--- Begin Quoted passage ---

Consider the eigenvalue problem

\[\mathbf{A}\mathbf{q}=\lambda \mathbf{q}.\]

If we perturb the matrix $\mathbf{A}$ by a small amount $\boldsymbol{\delta}\mathbf{A}$, for instance by changing a parameter slightly, the eigenvalue will change by a small amount $\delta \lambda$, and the eigenvector will change by a corresponding small vector $\boldsymbol{\delta} \mathbf{q}$. Overall, the perturbed eigenvalue problem can be written as

\[(\mathbf{A}+\boldsymbol{\delta}\mathbf{A})(\mathbf{q}+\boldsymbol{\delta}\mathbf{q})=(\lambda +\delta \lambda)( \mathbf{q}+\boldsymbol{\delta}\mathbf{q}).\]

Collecting everything $\mathcal{O}(\delta)$ yields

\[\boldsymbol{\delta}\mathbf{A}\mathbf{q} + \mathbf{A}\boldsymbol{\delta}\mathbf{q} = \delta \lambda \mathbf{q} + \lambda \boldsymbol{\delta}\mathbf{q},\]

which can be rearranged to give

\[\delta \lambda \mathbf{q} = \boldsymbol{\delta}\mathbf{A}\mathbf{q} + (\mathbf{A}-\lambda)\boldsymbol{\delta}\mathbf{q}.\]

This vector equation can be reduced to a scalar equation by introducing the inner product $\langle \mathbf{x},\mathbf{y}\rangle=\mathbf{x}^H\mathbf{y}$. Taking the inner product with a yet to be determined vector $\mathbf{q}^\dagger$ gives

\[\delta \lambda \langle \mathbf{q}^\dagger,\mathbf{q}\rangle = \langle \mathbf{q}^\dagger,\boldsymbol{\delta}\mathbf{A}\mathbf{q}\rangle + \langle \mathbf{q}^\dagger,(\mathbf{A}-\lambda)\boldsymbol{\delta}\mathbf{q}\rangle.\]

This gives a scalar equation relating $\delta \lambda$ to $\boldsymbol{\delta}\mathbf{A}$ and $\boldsymbol{\delta}\mathbf{q}$. What we would really like is an equation relating $\delta \lambda$ to only $\boldsymbol{\delta}\mathbf{A}$, as then we will know how the eigenvalues change to our choice of perturbation $\boldsymbol{\delta}\mathbf{A}$. This can be done by considering the last term in the equation $\langle \mathbf{q}^\dagger,(\mathbf{A}-\lambda)\boldsymbol{\delta}\mathbf{q}\rangle$ which involves $\boldsymbol{\delta}\mathbf{q}$. By using the properties of the inner product this can be rewritten as

\[\langle \mathbf{q}^\dagger,(\mathbf{A}-\lambda)\boldsymbol{\delta}\mathbf{q}\rangle = \langle (\mathbf{A}-\lambda)^H\mathbf{q}^\dagger,\boldsymbol{\delta}\mathbf{q}\rangle,\]

showing that as long as we choose $\mathbf{q}^\dagger$ such that

\[\mathbf{A}^H\mathbf{q}^\dagger=\bar{\lambda}\mathbf{q}^\dagger,\]

then this term is zero for any $\boldsymbol{\delta}\mathbf{q}$. This eigenvalue problem for $\mathbf{q}^\dagger$ is known as the adjoint eigenvalue problem, with the vector $\mathbf{q}^\dagger$ being the adjoint eigenvector. By solving this additional eigenvalue problem we then get

\[\delta \lambda = \frac{\langle \mathbf{q}^\dagger,\boldsymbol{\delta}\mathbf{A}\mathbf{q}\rangle}{\langle \mathbf{q}^\dagger,\mathbf{q}\rangle}.\]

Hence for any choice of $\boldsymbol{\delta}\mathbf{A}$ we can (almost) instantly obtain $\delta \lambda$ via only inner products. Typically, the normalisation $\langle \mathbf{q}^\dagger,\mathbf{q}\rangle=1$ is used for the adjoint eigenvector, which simplifies the expression even further to $ \delta \lambda = \langle \mathbf{q}^\dagger,\boldsymbol{\delta}\mathbf{A}\mathbf{q}\rangle.$

From this we can see some general properties of the adjoint

  1. The adjoint can be used to efficiently obtain gradient information.

--- End Quoted passage ---
--- Begin Entries shown ---

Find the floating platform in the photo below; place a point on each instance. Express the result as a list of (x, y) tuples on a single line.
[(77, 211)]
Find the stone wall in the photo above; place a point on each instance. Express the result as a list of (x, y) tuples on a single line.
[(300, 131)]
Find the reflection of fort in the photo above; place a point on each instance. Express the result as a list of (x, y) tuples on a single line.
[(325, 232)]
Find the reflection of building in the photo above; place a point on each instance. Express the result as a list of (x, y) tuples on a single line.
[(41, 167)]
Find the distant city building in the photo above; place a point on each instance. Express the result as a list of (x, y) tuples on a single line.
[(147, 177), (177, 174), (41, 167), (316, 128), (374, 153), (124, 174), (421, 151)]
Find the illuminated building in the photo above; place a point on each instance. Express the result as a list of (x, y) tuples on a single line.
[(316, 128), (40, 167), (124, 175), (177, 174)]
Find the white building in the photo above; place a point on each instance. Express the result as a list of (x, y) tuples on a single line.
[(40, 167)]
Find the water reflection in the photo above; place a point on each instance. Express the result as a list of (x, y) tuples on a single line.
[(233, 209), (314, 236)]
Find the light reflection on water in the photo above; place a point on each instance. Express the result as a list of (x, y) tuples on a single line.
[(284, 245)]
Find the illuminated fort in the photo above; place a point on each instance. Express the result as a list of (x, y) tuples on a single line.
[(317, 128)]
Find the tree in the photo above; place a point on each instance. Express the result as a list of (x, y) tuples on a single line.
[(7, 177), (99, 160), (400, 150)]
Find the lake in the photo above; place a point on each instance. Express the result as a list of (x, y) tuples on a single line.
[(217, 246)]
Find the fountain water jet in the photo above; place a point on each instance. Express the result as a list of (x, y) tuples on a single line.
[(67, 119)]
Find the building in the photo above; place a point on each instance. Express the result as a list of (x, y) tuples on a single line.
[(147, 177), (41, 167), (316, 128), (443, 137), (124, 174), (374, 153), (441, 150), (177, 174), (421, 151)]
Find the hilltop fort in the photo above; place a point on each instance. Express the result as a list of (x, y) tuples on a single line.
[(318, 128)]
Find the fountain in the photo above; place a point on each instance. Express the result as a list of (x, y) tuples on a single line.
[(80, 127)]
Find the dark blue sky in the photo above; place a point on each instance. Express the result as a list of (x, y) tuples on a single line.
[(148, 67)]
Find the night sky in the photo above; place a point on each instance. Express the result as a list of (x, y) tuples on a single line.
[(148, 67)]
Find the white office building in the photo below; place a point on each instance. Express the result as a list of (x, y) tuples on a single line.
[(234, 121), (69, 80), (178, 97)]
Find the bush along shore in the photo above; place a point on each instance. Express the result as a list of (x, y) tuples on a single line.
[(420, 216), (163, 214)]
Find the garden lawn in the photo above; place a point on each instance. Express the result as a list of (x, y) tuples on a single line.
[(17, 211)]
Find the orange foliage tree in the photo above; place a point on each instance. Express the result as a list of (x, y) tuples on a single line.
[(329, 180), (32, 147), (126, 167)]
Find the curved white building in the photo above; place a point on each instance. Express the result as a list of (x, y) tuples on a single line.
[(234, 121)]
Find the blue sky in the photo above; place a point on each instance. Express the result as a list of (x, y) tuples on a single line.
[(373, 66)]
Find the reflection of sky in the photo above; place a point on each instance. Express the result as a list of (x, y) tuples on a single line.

--- End Entries shown ---

### Problems to solve:
1. Which quantities does the text on eigenvalue perturbation describe as small?
2. Repeat the text on eigenvalue perturbation word for word, starting at "Hence for any" and ending after "obtain gradient information.".

### Results in order:
1. The perturbation δA of the matrix A, the change δλ in the eigenvalue, and the vector δq by which the eigenvector changes.

2.
Hence for any choice of $\boldsymbol{\delta}\mathbf{A}$ we can (almost) instantly obtain $\delta \lambda$ via only inner products. Typically, the normalisation $\langle \mathbf{q}^\dagger,\mathbf{q}\rangle=1$ is used for the adjoint eigenvector, which simplifies the expression even further to $ \delta \lambda = \langle \mathbf{q}^\dagger,\boldsymbol{\delta}\mathbf{A}\mathbf{q}\rangle.$

From this we can see some general properties of the adjoint

  1. The adjoint can be used to efficiently obtain gradient information.